→ Document passage
________________________________________

Scientists Map the Geometry of a Single Electron for the First Time

The new research could be useful for the development of spin-based quantum computers.
​Quantum dot containers emitting multi-spectrum light. Image: Antipoff
Quantum dot containers emitting multi-spectrum light. Image: Antipoff

Scientists have created the first geometric map of a single electron, according to a study published Wednesday in the Physical Review Letters.

The authors, led by University of Basel physicist Dominik Zumbühl, outline a new technique that can shed light on this bizarre subatomic particle and improve human manipulation of electron spin—a key goal for the quantum computing community.

Electrons, which display the properties of both particles and waves, are one of the most otherworldly and slippery forms of matter known to science. It’s impossible to image an individual electron simply by zooming in on it with a microscope or camera, so the study’s authors instead used a special material called a quantum dot.


Quantum dots are nanocrystals that are too small to be seen with the naked eye. Their unique optical properties have enabled a range of commercial applications, including more colorful LED screens and efficient solar cells. The dots are also useful for physicists because they confine electrons in one locality using electric fields, which simulates the dynamics of a real atom. For this reason, quantum dots are sometimes called artificial atoms.

Zumbühl and his colleagues illustrated how quantum dots can be used to sketch out the parameters of a single electron. The team measured the energy levels of quantum dots exposed to magnetic fields of different strengths and orientations. That data was fed into a theoretical model that produced a map of a single electron wave function (meaning, the wave characteristics of the electron).

________________________________________

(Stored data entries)

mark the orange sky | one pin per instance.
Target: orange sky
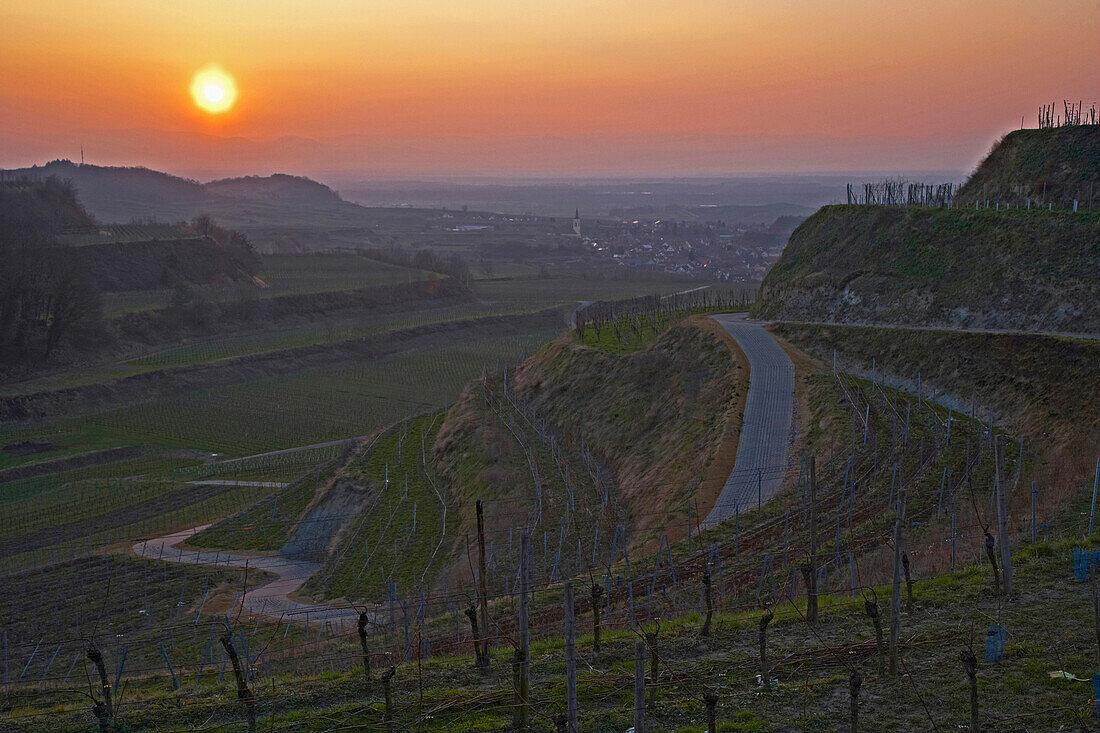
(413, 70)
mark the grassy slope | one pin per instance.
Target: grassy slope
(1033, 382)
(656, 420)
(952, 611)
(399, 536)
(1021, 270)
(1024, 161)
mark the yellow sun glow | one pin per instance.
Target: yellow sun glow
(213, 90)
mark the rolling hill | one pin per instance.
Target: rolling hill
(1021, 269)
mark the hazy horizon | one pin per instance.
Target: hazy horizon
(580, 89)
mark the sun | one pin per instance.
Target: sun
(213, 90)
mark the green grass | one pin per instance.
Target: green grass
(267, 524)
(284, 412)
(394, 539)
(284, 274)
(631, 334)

________________________________________

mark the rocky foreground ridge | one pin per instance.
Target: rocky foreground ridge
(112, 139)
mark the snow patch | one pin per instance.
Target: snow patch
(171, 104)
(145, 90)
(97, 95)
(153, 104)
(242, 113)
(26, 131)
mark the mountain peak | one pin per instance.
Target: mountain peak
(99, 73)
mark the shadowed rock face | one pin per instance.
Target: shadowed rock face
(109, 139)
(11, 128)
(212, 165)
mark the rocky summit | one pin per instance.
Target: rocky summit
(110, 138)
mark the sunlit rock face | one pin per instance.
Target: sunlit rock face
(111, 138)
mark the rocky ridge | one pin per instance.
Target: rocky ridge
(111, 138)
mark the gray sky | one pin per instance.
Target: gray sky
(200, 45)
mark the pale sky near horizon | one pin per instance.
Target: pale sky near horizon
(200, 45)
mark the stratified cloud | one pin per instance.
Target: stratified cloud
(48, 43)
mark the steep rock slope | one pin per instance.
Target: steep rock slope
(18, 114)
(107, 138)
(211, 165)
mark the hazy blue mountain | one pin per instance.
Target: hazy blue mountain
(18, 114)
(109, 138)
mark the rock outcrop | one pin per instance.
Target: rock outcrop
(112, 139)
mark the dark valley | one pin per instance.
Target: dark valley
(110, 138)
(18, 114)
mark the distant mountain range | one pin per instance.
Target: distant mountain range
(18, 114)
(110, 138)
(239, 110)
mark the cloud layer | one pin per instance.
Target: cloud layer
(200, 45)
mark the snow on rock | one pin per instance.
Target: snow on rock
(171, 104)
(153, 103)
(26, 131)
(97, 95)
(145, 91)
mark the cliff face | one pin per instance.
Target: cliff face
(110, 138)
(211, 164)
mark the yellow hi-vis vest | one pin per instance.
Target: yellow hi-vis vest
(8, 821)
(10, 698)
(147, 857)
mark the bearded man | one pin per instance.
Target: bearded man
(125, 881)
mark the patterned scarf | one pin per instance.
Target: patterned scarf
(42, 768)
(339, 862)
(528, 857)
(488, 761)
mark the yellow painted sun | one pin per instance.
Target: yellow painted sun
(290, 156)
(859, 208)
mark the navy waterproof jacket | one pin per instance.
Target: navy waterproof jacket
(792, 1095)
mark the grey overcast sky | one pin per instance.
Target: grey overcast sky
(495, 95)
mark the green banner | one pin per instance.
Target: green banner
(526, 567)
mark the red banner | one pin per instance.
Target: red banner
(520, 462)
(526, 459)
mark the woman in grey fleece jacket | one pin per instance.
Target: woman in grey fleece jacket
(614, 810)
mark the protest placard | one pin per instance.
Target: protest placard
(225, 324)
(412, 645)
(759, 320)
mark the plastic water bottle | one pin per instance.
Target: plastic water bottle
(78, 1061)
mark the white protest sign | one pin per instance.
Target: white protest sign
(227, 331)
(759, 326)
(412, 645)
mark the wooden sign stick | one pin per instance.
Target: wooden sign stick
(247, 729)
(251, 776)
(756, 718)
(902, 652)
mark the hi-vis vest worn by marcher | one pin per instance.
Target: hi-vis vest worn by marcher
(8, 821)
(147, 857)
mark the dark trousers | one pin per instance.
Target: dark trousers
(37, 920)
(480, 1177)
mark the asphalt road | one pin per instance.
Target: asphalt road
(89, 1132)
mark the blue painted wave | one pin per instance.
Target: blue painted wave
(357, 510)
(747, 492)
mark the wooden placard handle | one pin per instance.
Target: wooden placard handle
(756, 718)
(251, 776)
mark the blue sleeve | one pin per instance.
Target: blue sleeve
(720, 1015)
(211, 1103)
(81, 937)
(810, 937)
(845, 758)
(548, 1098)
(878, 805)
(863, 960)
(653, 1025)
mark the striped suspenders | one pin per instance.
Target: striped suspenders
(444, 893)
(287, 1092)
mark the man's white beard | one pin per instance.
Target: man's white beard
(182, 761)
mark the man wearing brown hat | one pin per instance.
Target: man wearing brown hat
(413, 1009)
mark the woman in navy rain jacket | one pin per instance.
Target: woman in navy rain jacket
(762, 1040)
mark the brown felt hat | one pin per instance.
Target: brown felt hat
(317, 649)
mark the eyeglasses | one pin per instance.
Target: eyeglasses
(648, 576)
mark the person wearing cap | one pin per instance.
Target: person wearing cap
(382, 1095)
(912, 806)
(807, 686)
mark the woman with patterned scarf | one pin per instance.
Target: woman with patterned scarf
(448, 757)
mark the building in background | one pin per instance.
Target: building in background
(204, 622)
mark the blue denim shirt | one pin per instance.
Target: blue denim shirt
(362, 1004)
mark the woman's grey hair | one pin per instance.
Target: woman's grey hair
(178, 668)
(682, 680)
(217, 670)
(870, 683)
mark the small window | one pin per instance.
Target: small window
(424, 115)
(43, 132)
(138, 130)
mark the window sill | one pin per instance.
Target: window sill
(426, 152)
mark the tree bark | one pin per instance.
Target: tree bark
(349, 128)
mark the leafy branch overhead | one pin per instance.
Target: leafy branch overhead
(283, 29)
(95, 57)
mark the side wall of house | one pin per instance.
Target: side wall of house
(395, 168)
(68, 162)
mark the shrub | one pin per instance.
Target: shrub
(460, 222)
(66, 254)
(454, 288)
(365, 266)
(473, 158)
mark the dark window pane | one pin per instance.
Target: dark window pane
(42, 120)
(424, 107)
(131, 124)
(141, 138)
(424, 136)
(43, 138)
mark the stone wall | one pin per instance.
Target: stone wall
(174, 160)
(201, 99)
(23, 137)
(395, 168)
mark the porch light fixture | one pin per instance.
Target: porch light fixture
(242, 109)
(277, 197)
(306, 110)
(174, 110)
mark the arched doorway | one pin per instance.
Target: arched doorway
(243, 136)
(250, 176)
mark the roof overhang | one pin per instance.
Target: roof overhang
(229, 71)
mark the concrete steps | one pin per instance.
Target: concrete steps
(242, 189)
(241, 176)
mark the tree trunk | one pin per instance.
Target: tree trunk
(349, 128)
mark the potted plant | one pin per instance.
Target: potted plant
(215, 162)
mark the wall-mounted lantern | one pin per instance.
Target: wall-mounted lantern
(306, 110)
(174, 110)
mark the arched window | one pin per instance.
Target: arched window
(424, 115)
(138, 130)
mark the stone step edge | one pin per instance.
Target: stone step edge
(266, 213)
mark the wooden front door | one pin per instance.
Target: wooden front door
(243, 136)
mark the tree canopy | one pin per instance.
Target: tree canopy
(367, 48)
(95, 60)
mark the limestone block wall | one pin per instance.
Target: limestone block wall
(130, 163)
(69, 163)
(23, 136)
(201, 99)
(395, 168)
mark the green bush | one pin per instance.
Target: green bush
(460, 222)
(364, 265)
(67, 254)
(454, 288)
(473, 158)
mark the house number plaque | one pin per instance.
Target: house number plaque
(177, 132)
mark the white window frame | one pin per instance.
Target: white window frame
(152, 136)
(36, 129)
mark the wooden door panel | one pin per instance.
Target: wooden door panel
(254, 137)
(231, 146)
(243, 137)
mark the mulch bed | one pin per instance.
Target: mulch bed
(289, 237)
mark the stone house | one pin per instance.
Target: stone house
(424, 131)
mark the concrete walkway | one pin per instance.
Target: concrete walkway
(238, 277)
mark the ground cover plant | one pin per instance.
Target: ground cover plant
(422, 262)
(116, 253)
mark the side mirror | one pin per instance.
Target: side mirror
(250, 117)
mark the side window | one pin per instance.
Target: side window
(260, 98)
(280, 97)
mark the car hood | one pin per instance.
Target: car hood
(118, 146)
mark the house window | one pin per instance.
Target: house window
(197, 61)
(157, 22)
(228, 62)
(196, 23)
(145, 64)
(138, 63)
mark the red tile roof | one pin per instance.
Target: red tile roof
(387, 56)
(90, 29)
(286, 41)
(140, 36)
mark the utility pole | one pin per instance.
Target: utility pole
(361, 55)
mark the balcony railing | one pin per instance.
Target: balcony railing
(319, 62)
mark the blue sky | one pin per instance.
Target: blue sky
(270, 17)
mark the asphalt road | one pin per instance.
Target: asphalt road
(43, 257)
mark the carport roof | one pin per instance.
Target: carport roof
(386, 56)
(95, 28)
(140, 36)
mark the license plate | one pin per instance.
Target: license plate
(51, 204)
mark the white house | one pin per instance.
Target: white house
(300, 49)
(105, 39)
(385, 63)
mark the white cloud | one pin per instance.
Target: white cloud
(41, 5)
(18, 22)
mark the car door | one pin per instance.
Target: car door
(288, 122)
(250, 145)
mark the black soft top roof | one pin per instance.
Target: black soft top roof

________________________________________

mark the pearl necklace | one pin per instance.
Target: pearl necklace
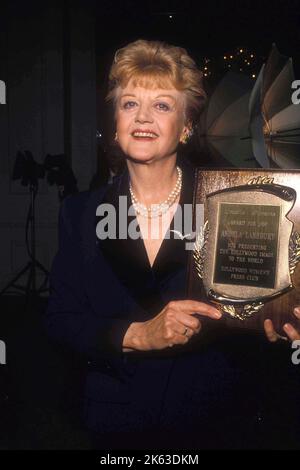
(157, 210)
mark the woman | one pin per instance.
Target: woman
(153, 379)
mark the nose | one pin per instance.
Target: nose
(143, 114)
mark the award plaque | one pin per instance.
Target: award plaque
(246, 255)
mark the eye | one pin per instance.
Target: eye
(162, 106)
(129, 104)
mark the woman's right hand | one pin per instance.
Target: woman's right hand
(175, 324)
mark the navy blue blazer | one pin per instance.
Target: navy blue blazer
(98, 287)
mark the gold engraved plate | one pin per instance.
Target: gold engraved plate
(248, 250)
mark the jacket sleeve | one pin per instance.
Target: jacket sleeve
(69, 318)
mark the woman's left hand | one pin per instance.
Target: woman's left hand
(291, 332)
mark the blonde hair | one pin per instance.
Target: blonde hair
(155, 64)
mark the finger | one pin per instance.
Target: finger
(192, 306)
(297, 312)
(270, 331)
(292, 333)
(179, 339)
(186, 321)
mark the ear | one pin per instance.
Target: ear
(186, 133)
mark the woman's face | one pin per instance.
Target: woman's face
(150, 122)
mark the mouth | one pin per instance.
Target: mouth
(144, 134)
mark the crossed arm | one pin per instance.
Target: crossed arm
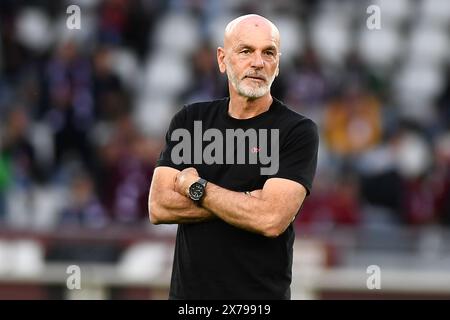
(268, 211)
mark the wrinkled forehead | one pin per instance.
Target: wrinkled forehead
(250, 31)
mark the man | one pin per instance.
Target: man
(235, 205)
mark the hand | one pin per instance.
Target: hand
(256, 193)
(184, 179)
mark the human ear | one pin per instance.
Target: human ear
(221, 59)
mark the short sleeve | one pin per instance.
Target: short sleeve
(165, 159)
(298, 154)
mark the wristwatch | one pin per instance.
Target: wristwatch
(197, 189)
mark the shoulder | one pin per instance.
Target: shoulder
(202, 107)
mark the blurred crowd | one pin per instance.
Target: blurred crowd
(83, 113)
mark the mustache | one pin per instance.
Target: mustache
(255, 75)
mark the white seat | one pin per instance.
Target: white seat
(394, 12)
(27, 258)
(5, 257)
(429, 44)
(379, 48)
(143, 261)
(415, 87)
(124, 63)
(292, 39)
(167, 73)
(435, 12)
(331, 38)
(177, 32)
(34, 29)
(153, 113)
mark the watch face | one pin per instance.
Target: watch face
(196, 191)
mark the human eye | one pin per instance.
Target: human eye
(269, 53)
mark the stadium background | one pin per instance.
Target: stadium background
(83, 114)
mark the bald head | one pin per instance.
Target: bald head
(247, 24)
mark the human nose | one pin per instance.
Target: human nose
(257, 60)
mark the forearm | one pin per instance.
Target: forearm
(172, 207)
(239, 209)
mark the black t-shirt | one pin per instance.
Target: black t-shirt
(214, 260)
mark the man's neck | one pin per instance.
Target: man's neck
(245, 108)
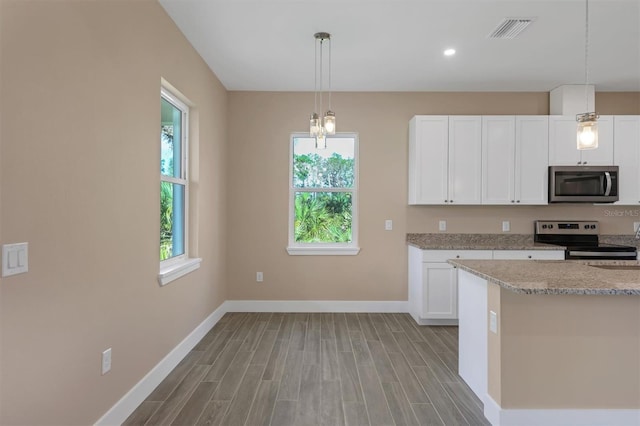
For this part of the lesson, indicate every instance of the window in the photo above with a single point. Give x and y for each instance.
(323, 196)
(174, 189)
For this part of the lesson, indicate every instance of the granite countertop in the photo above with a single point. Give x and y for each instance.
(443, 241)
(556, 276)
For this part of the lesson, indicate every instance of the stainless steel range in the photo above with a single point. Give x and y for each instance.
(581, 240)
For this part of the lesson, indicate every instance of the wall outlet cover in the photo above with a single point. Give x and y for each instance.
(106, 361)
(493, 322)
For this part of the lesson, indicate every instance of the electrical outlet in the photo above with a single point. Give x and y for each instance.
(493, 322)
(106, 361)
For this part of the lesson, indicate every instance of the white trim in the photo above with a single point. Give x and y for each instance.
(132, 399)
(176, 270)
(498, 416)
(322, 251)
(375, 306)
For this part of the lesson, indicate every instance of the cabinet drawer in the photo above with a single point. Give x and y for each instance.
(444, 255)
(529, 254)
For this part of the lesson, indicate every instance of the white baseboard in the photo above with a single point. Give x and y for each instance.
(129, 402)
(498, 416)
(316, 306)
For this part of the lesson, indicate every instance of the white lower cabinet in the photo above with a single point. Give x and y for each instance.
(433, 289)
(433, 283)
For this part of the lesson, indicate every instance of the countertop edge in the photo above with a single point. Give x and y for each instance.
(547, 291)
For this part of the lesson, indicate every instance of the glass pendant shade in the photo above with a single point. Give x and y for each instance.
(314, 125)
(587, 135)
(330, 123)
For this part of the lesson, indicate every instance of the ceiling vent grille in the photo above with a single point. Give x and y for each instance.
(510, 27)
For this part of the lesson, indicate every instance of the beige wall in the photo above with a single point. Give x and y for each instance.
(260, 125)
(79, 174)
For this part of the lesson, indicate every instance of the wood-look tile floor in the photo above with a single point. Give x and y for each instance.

________________________________________

→ Work instruction 1
According to the article on mapping a single electron, what are quantum dots sometimes called?
→ Work instruction 2
Write the next part of the article on mapping a single electron, continuing from its final sentence.

→ Answer section 1
Artificial atoms.

→ Answer section 2
It’s not ketchup and fries. The red dot represents the wave function of the electron, which is being manipulated by the electric fields created by the gold structures. Image: University of Basel, Department of Physics

"We are able to not only map the shape and orientation of the electron, but also control the wave function according to the configuration of the applied electric fields,” said Zumbühl in a statement. “This gives us the opportunity to optimize control of the spins in a very targeted manner."

In quantum computing research, the spin of an electron is considered a promising basis for a qubit, a shortened version of a “quantum bit.” Similar to how binary code is based on two bits, 1s and 0s, an electron’s two spin states, up and down, could be used as the core information system for future quantum computers.

Because electrons are capable of superposition—essentially exhibiting an up and down spin at the same time—quantum computers are expected to process information much faster than the binary-based computers we use today.

It’s hard to predict if or when such advanced computing techniques will become a reality. But regardless, the new study, along with a related paper published earlier this year, have brought the concept of a spin-based quantum computer one step closer to fruition.